**Aim of the task**. Return, word for word, the portion of the conversation transcript starting with "DUBNER: I cannot" and going on through "to many people?".

**Text excerpt**.
↓↓↓

DUBNER: Which makes sense, in the age of Google.
DUCKWORTH: What that suggests is that we get better and better at the things that we need to get better at. And we might get worse and worse at the things that we don’t need to be getting better at or there’s not the opportunity to get better at. The general principle is that human nature is plastic to some extent. And we mold ourselves to the needs and the opportunities.
DUBNER: And why waste resources on things that are easily available in some other format, like a Google search, for instance?
DUCKWORTH: Like a Google search. When Steve Jobs called the computer the bicycle for the mind, I have to guess that he was addressing this critique that computers would make us stupid. Like, if you have a calculator, you’ll never be able to add on your own. And I think it’s a tool or an extension. I mean, if you ride a bicycle to work, you get there faster, and you use less energy than if you have to walk. You can then use that extra energy and time to do something that you wouldn’t have been able to do. And that’s ideally what we do.
DUBNER: I cannot disagree with a single syllable of what you just said. But my point is, how is our collective intelligence being applied? In other words, cat videos are awesome. I mean, your mileage may vary, but if we’re so smart as a species and continue to get smarter, why are we not continuing to progress on so many of the dimensions that are so important to many people?

↑↑↑

**Information shown**.
↓↓↓

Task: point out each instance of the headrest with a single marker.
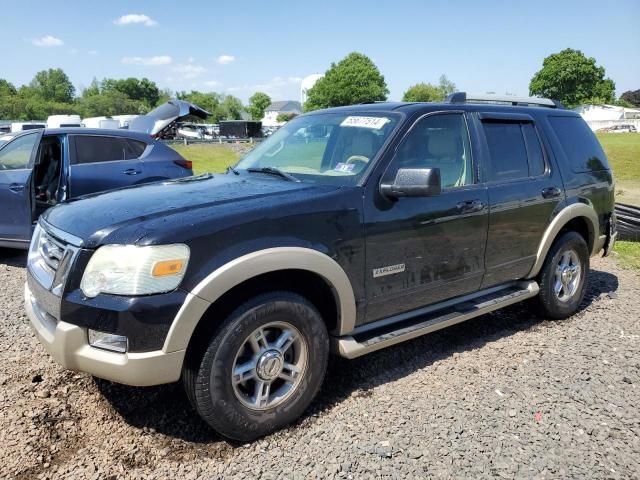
(362, 143)
(443, 143)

↑↑↑

**Exercise answer**.
DUBNER: I cannot disagree with a single syllable of what you just said. But my point is, how is our collective intelligence being applied? In other words, cat videos are awesome. I mean, your mileage may vary, but if we’re so smart as a species and continue to get smarter, why are we not continuing to progress on so many of the dimensions that are so important to many people?